PROBLEM STATEMENT —
Pull out every line of the entries below that contains the string "tree".

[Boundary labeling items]
● ● ●
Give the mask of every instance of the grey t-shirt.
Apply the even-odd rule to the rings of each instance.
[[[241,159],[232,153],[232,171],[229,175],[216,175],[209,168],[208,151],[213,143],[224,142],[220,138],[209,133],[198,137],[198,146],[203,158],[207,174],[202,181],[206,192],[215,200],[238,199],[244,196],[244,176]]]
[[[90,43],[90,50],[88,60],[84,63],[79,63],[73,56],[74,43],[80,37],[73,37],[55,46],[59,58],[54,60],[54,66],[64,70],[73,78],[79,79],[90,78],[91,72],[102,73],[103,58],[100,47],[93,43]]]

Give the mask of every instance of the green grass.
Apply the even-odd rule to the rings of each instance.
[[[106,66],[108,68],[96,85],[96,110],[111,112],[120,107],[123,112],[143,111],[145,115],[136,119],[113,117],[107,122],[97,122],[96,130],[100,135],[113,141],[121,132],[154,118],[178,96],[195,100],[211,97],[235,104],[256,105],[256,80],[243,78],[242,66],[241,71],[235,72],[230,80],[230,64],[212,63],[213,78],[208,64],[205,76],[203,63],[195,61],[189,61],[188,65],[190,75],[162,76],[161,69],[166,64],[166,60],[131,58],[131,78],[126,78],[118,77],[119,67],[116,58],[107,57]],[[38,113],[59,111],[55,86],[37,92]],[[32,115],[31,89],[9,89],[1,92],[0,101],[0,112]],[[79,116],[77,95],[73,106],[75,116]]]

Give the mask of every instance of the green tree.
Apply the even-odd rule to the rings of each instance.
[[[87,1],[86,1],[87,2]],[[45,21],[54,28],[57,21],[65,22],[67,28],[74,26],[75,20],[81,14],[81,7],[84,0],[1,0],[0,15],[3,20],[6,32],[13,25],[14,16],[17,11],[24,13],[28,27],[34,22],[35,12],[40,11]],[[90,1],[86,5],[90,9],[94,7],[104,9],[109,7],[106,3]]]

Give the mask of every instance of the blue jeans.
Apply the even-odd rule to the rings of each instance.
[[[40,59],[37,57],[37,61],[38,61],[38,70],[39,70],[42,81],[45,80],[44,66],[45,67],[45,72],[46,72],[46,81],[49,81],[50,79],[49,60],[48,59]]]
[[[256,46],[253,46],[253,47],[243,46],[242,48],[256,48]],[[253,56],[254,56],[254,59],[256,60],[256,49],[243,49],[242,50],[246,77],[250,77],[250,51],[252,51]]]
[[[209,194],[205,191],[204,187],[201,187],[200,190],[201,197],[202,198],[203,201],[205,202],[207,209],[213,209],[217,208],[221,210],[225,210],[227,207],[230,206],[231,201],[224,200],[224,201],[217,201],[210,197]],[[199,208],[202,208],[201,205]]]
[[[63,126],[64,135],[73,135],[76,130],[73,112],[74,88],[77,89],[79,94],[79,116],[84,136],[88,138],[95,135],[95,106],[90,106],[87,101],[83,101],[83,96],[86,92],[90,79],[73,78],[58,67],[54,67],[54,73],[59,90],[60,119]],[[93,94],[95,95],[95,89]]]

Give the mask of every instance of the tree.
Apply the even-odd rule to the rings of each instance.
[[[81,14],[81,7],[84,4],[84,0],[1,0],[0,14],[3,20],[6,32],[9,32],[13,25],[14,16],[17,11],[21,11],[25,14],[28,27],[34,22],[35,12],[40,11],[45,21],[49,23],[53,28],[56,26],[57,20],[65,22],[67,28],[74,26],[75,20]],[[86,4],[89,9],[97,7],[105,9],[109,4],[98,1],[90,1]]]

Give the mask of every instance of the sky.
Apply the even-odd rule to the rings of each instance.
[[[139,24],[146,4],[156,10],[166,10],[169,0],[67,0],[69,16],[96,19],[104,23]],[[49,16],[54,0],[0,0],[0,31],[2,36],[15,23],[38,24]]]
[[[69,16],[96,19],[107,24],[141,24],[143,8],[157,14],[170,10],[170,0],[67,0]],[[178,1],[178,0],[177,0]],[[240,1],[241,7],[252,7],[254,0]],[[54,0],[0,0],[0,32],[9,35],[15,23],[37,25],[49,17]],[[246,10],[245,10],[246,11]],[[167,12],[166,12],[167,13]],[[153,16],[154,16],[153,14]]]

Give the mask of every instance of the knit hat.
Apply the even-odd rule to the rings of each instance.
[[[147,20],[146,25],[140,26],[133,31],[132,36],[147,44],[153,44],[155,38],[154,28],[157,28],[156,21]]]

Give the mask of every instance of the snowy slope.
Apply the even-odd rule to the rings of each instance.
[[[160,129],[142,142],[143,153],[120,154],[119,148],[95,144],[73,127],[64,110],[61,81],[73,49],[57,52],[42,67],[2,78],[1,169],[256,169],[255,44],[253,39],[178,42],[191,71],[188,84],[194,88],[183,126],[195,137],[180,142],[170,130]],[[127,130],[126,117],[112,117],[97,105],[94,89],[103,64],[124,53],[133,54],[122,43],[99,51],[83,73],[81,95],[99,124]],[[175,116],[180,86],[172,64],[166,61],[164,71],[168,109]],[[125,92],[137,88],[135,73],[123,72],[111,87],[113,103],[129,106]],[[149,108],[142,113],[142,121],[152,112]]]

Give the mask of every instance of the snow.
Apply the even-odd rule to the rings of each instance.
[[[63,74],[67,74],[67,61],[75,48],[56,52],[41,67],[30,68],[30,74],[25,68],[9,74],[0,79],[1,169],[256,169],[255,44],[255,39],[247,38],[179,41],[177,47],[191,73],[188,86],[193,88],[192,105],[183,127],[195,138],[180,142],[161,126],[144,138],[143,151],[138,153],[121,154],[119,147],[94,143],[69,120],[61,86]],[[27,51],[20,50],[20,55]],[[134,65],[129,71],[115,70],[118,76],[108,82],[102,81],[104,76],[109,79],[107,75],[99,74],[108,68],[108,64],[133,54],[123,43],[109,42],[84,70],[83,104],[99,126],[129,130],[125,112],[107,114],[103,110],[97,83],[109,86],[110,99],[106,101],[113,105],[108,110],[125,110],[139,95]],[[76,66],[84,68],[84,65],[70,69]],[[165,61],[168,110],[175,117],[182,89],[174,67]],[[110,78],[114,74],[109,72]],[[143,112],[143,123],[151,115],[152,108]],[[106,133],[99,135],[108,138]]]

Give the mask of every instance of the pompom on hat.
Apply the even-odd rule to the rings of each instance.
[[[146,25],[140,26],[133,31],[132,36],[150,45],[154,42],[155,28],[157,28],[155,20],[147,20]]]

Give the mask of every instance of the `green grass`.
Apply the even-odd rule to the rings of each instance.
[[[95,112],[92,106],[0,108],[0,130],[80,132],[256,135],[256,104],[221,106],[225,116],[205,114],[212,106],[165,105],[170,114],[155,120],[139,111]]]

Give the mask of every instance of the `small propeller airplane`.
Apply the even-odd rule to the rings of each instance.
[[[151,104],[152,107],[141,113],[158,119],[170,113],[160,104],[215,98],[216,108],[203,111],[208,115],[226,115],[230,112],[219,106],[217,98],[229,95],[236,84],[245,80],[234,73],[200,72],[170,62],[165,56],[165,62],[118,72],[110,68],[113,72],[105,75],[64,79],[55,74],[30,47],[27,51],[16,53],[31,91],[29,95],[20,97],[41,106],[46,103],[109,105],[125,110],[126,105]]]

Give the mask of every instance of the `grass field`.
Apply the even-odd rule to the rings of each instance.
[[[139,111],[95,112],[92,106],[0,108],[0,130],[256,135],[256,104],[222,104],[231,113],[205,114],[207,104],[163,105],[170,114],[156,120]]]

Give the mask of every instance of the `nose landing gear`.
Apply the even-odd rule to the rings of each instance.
● ● ●
PROBLEM SOLUTION —
Give the mask of every instance of the green tree.
Give the mask of every instance of the tree.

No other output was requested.